Alıştırma Görevleri:
• A. Andromedotoksin zehirlenmesini konu alan alıntıya göre, 50 g bal yenildikten ne kadar süre sonra belirtiler ortaya çıkar?
• B. Andromedotoksin zehirlenmesini konu alan alıntıyı, son cümlesinden sonra kaldığı yerden sürdürünüz.

Alıntı:
◆ ◆ ◆ ◆ ◆ ◆ ◆
Bitkinin yapraklarını yiyen geviş getiren çiftlik hayvanlarında ve kuşlarda da toksik etkiler gözlenmiştir. Bu nedenle bu bitkinin kuzu katili, dana katili gibi yerel isimleri de mevcuttur. Rhododendron zehirlenmesinin hayvanlarda klinik bulgusu, gastrointestinal sistem irritasyonu, kardiyak aritmiler ve nörolojik belirtilerdir.

Çoğunlukla öldürücü olmayan andromedotoksin akut zehirlenmelerinde belirtiler, yenilen bal miktarına göre ortaya çıkar. Belirtiler 50 g balın yenilmesinden bir iki saat sonra ortaya çıkar ve zehirlenme ciddi değilse 12-24 saat içinde düzelir.

Andromedotoksinler özellikle dolaşım, solunum, sindirim ve santral sinir sistemini etkiler. Andromedotoksin düşük dozlarda, kalpte kolinerjik etkilerle bradikardi ve hipotansiyon yaparken, yüksek dozlarda taşikardi ve hipertansiyon oluşturur. Solunum sisteminde ise düşük dozlarda düzensizlik ve derinlikte azalma, yüksek dozlarda ise solunum hızlanması ve nihayet solunum depresyonu yapar. Balı yiyen kişide cilt ve boğazda yanma hissi, ağız ve burunda kaşınma, deride ve gözlerde kızarıklık, vertigo ve baş ağrısı, bulantı, kusma, salivasyon, kramp tarzı karın ağrısı, idrar ve gaita kaçırma, gastroenterit, kesiklik hissi, halsizlik, görme bulanıklığı veya geçici körlük, malaryayı andıran ateş nöbetleri, derin bradikardi, hipotansiyon veya kollaps, hipereksitabilite, delirium hatta koma dikkati çeker.
◆ ◆ ◆ ◆ ◆ ◆ ◆
Verilen Bilgiler:
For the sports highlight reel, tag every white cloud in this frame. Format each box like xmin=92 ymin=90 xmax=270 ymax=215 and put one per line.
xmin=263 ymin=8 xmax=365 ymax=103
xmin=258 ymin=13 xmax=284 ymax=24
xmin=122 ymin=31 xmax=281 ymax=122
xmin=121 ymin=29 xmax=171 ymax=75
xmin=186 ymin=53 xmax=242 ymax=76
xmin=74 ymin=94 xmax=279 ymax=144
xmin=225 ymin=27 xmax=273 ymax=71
◆ ◆ ◆ ◆ ◆ ◆ ◆
Görev Sonuçları:
• A. Belirtiler, 50 g bal yenildikten bir iki saat sonra ortaya çıkar.

• B.
Akut hayatı tehdit eden bradikardi, kusma, ishal ve delirium gibi klinik bulguların varlığında bal yeme öyküsü sorgulanmalıdır. Kesin teşhiste kromatografi en önemli metoddur, ancak her yerde yapılmadığı için diğer metodlara başvurulur. Toksik bal örneği sonda ile kobay midesine verilir; bal toksik ise yaklaşık bir saat içinde toksisite ortaya çıkar. Balda çiçek tozu aranması diğer bir metoddur.

Kimyasal muayenede ise bal önce kloroform ile ekstre edilir, kloroform ekstratının uçurulmasından sonra sarı-pembe renkli bir artık kalır. Bir miktar asit eklenerek ısıtılır. Eğer bal zehirli ise koyu renk oluşur ve otuz dakika içinde koyu kahverengine dönüşür. Analiz yapılan bal nontoksik ise oluşan renk, sarı-kahverengidir.

Hastalığın Tedavisi: Ağır olmayan olgularda belirtiler bir tedaviye gerek olmadan 12-24 saat içinde kaybolmaktadır. Fazla miktarda bal yenmesi sonucu görülen ciddi zehirlenmelerde ise tedavi supportif ve semptomatiktir. Zehirin gastrointestinal sistemden uzaklaştırılması, gastrik lavaj veya kusturma ve purgatif verilmesiyle sağlanır. Gerekli hallerde sıvı elektrolit kayıpları damar yoluyla (IV) giderilmeye çalışılır. Atropin, refleks hipotansiyon, bradikardi ve salivasyon kontrolünde faydalıdır. Ciddi durumlarda IV verilebileceği gibi dört saatte bir 1-2 mg derialtı da uygulanabilir.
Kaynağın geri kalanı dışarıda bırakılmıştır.